What you should do -> Write out only the final part of the records below. It begins with the line that contains "Shelf-audit tool: tag the white boat" and ends with the last line.

[Stored data]
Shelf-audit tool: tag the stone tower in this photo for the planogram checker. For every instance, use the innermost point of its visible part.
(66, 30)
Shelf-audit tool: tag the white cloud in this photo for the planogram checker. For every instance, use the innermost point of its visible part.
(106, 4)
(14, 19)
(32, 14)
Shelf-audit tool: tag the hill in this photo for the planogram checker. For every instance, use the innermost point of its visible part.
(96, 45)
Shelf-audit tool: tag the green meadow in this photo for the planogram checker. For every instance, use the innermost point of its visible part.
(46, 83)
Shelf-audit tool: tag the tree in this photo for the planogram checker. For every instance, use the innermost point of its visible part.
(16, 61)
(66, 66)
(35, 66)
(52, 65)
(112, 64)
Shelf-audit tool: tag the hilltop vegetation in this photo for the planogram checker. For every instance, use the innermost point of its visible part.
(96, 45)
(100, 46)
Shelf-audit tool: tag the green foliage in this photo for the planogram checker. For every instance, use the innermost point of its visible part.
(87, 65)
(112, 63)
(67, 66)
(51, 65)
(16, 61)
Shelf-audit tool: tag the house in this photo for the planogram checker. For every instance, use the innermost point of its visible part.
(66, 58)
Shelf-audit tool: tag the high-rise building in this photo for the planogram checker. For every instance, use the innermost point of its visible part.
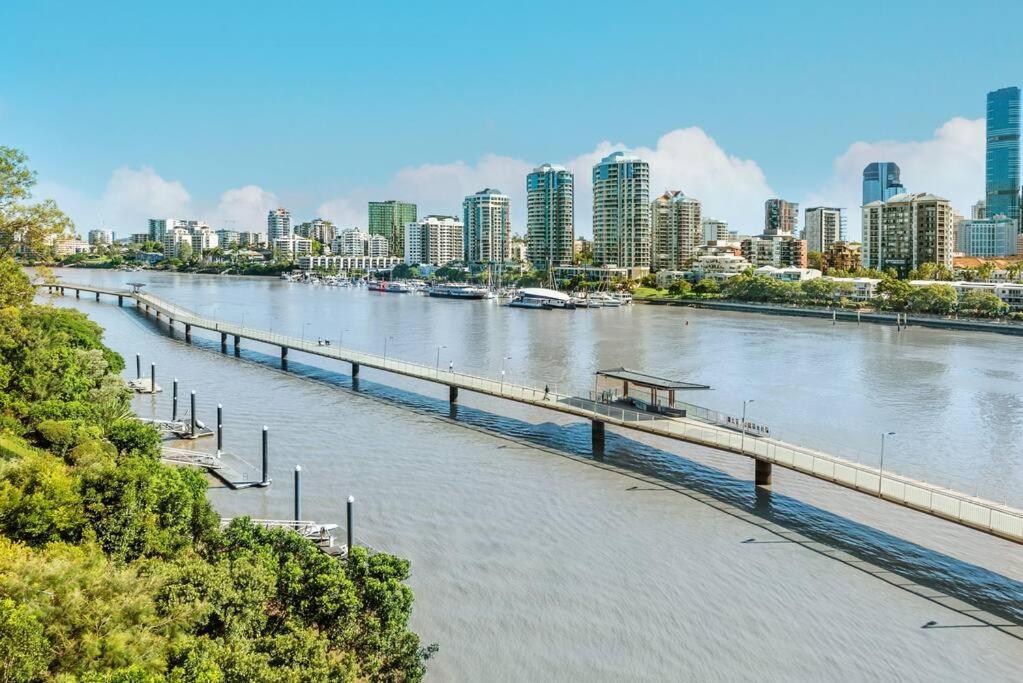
(549, 216)
(986, 237)
(435, 239)
(389, 220)
(882, 181)
(621, 213)
(907, 230)
(487, 227)
(319, 229)
(100, 237)
(781, 217)
(675, 230)
(713, 230)
(824, 226)
(278, 226)
(1003, 160)
(978, 211)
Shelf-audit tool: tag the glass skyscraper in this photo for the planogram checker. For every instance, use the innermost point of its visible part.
(1004, 153)
(881, 182)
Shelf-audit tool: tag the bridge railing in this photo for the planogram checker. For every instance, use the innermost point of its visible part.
(969, 510)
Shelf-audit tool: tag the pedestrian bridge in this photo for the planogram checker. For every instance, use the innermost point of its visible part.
(972, 511)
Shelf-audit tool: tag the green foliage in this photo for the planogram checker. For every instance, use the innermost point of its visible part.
(114, 567)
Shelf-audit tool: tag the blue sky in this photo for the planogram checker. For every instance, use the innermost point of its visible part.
(319, 105)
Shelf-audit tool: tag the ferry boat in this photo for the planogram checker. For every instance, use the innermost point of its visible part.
(539, 298)
(457, 290)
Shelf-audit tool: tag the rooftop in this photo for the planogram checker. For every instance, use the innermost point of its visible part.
(645, 379)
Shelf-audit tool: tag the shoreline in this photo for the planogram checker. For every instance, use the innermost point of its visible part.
(973, 324)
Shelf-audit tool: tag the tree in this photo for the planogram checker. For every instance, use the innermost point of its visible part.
(32, 227)
(982, 304)
(707, 286)
(940, 299)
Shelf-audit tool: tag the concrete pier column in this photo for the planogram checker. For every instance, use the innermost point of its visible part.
(596, 436)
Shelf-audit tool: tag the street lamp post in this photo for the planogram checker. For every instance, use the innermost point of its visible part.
(742, 441)
(881, 468)
(503, 358)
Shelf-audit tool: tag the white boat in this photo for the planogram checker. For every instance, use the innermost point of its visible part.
(539, 298)
(457, 290)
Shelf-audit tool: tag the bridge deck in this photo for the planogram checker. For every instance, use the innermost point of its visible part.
(976, 512)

Exercise response ->
Shelf-audit tool: tag the white boat in this photo for the planogram checker. For every instance, use the innermost point of its visible part.
(539, 298)
(457, 290)
Shelf-audit tool: tag the bridge deck in this photo for the planogram checker. For every instance, use the innermost point of its visible part.
(976, 512)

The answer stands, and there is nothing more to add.